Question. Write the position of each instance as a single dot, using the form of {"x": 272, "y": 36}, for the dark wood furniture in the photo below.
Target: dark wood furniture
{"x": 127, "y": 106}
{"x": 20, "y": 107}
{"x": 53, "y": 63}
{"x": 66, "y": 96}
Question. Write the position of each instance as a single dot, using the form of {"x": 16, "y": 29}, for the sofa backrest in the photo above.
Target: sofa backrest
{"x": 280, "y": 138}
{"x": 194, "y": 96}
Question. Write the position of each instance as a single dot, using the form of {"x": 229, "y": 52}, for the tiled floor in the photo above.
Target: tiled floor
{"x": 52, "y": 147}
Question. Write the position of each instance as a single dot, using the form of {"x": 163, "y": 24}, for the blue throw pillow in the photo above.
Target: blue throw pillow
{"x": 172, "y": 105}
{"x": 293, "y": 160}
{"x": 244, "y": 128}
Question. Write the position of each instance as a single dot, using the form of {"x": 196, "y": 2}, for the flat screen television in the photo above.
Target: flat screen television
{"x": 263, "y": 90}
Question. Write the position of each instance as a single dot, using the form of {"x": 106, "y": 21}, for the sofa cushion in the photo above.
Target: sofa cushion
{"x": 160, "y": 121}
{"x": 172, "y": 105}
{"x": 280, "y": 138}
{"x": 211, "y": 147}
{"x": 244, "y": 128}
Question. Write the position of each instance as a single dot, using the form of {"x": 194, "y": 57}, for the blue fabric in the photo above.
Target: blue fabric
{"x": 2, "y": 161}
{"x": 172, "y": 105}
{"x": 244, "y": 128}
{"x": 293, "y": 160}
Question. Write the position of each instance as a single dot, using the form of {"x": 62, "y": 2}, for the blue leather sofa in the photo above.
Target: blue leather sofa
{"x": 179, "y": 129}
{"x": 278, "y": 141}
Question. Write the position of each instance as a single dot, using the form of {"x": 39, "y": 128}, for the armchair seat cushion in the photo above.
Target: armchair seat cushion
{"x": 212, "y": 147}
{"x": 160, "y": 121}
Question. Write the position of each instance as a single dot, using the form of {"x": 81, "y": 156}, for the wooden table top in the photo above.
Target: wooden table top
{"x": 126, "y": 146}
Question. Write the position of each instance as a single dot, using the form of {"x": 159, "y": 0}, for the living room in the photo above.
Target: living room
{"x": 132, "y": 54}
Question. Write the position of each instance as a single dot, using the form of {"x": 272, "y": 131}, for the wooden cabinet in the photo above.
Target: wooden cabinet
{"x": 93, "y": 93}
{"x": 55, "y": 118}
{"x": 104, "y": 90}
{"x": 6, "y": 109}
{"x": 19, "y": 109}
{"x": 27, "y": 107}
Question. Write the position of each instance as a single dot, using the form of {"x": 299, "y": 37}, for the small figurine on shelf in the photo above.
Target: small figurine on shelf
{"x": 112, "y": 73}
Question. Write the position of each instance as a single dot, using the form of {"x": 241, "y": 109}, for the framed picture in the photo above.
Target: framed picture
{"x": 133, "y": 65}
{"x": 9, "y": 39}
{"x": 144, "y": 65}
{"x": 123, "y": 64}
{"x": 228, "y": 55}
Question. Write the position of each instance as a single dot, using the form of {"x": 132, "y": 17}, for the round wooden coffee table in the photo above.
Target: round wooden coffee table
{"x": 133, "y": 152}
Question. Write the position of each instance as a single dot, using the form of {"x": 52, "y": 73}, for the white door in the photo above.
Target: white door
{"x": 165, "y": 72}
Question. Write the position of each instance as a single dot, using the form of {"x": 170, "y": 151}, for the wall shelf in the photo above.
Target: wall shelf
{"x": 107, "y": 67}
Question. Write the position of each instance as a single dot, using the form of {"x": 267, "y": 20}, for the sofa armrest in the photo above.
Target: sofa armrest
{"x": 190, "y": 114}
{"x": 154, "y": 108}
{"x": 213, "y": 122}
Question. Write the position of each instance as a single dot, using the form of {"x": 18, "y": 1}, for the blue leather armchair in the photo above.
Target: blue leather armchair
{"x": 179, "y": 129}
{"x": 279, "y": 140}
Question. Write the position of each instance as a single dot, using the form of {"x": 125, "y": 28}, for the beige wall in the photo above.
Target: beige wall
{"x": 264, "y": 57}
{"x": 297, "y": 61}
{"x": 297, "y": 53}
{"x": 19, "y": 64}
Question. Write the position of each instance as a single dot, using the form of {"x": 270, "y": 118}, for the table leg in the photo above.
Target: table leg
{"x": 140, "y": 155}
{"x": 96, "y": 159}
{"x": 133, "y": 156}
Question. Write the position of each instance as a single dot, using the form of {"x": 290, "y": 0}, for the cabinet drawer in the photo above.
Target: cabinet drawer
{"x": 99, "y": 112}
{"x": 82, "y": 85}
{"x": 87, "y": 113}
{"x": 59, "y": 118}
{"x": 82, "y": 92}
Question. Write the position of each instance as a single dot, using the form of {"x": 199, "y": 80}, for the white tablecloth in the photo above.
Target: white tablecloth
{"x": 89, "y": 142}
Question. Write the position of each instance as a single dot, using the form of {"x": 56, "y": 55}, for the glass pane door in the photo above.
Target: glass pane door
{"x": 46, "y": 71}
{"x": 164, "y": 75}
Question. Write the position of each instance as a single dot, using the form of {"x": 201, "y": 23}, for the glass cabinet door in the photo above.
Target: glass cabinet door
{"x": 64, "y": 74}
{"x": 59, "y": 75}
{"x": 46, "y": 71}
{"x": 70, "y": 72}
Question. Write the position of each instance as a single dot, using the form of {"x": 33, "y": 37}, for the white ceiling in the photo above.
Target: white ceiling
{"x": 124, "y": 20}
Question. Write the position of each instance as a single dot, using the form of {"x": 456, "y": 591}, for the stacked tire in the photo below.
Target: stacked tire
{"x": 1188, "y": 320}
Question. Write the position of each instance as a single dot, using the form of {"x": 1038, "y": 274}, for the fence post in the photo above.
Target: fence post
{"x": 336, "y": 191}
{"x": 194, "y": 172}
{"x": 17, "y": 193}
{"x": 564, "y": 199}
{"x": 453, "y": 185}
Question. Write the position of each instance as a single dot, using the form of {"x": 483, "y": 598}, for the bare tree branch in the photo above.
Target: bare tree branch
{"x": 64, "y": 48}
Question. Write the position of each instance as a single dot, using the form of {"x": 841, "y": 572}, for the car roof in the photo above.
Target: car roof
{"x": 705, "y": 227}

_____

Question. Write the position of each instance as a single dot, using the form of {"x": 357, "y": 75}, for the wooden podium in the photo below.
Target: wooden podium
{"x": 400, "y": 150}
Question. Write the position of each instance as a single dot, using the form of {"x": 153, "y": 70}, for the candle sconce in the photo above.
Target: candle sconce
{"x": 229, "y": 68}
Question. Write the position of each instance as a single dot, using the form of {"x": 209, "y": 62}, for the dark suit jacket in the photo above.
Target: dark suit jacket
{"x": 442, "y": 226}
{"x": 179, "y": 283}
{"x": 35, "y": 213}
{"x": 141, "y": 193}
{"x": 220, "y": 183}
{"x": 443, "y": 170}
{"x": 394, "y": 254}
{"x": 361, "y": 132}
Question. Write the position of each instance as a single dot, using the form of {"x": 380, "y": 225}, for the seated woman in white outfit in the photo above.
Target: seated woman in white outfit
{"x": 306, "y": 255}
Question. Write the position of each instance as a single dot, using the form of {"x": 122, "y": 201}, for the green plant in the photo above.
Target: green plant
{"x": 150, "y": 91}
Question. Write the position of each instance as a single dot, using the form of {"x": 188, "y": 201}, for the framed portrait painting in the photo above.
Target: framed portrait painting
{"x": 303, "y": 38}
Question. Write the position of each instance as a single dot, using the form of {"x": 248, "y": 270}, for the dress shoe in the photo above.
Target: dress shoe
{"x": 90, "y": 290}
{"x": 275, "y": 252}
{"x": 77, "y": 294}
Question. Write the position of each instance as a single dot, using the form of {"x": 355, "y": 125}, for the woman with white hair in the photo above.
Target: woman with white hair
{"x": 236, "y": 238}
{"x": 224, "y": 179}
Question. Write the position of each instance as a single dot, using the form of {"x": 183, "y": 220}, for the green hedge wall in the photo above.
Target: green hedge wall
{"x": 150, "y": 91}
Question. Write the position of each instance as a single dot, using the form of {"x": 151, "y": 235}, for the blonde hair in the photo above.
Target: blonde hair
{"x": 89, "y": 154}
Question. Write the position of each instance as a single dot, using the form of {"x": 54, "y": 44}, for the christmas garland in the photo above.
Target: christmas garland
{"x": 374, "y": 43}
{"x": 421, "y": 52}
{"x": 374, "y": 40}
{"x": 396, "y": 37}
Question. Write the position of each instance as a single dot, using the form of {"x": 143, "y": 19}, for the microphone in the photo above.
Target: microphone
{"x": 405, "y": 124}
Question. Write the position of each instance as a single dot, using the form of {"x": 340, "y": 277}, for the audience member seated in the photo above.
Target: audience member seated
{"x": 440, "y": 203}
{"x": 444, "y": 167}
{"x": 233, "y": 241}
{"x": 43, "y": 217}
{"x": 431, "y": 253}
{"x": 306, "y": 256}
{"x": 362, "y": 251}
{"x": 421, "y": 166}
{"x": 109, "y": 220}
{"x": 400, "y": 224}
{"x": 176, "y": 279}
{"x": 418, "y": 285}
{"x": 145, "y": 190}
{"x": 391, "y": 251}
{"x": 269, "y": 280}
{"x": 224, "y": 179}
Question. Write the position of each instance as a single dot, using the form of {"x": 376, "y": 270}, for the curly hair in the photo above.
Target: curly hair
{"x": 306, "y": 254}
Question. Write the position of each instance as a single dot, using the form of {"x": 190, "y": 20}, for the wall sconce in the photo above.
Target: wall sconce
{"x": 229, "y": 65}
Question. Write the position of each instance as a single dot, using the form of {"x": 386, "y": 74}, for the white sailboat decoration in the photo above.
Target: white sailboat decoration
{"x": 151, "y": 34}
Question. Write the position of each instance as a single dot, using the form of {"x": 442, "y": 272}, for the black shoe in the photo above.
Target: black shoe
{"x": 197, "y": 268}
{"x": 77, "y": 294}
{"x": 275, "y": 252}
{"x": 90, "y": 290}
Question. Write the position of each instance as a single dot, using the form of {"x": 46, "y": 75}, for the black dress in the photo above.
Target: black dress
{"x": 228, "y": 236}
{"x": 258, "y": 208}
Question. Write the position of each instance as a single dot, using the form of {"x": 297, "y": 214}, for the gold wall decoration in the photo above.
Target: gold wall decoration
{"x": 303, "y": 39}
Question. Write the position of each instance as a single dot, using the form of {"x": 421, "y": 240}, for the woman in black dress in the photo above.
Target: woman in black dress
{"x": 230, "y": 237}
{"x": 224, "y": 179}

_____

练习说明: 找出上面所有包含单词“green”的行，并把这些行逐一抄写出来。匹配时区分大小写。

完成结果:
Question. Write the position of each instance as a single dot, using the form of {"x": 122, "y": 201}, for the green plant in the photo above.
Target: green plant
Question. Write the position of each instance as a single dot, using the form of {"x": 183, "y": 220}, for the green hedge wall in the photo above.
Target: green hedge wall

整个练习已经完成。